◆ **RECORDS SUPPLIED**:
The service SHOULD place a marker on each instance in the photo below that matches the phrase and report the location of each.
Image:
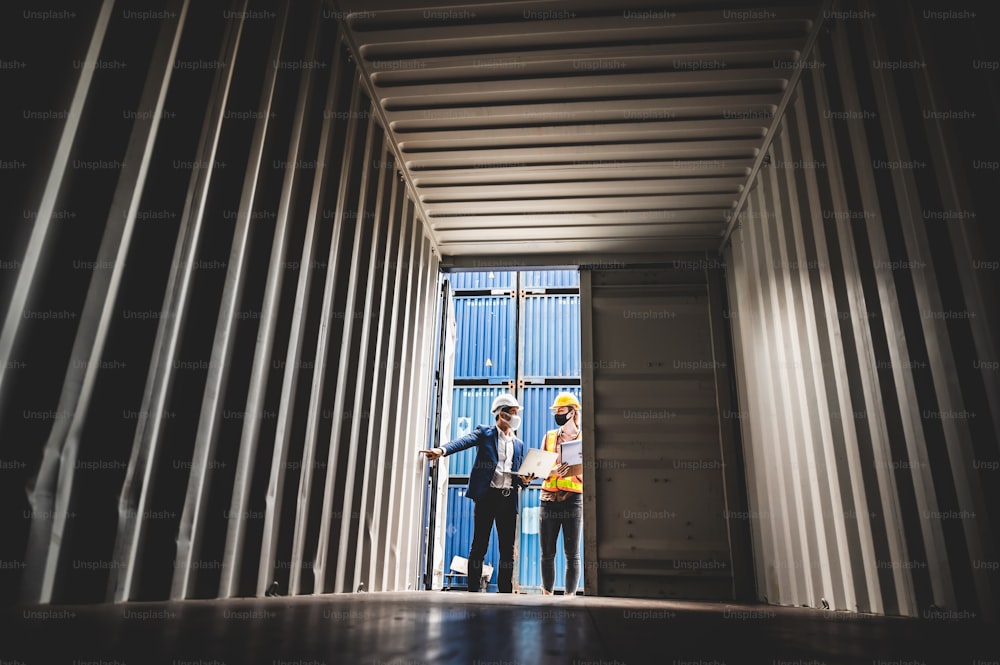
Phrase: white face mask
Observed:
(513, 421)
...
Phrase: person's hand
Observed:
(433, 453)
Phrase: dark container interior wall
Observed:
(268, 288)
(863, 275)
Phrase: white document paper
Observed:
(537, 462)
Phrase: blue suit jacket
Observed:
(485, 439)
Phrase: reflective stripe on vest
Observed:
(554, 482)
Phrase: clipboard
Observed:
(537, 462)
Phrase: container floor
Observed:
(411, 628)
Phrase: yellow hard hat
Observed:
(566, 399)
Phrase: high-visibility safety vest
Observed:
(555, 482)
...
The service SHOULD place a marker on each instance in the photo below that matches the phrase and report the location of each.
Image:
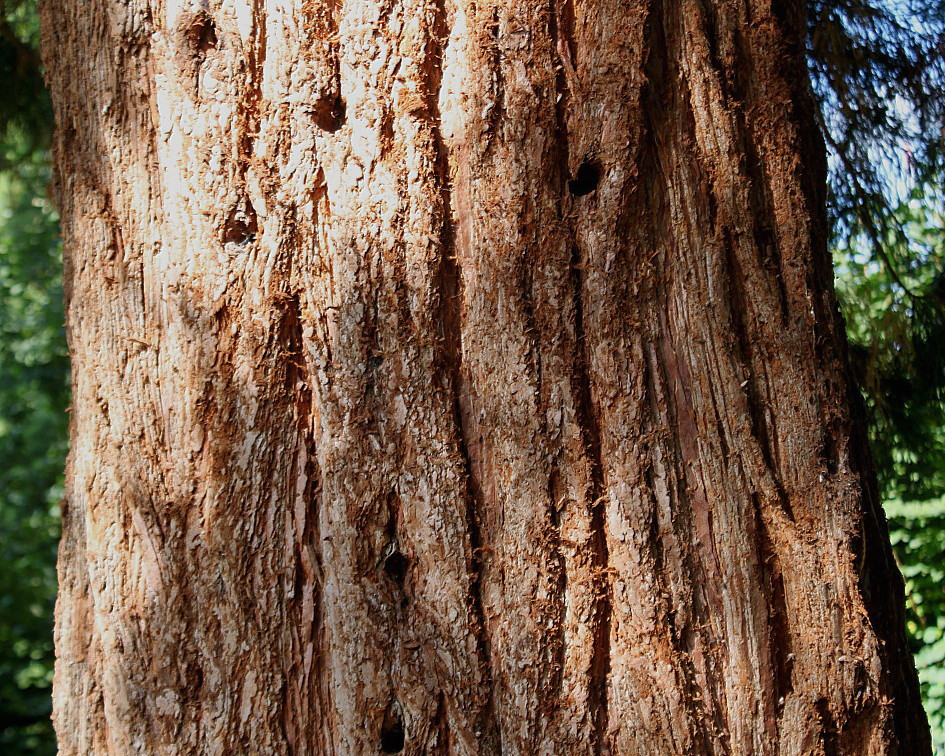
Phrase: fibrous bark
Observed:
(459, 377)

◆ **YOUR GOAL**: Count the lines in the material above that contain the string "white", treating uppercase and lowercase as different, and give only the number.

◆ **ANSWER TO THE PROBLEM**: 2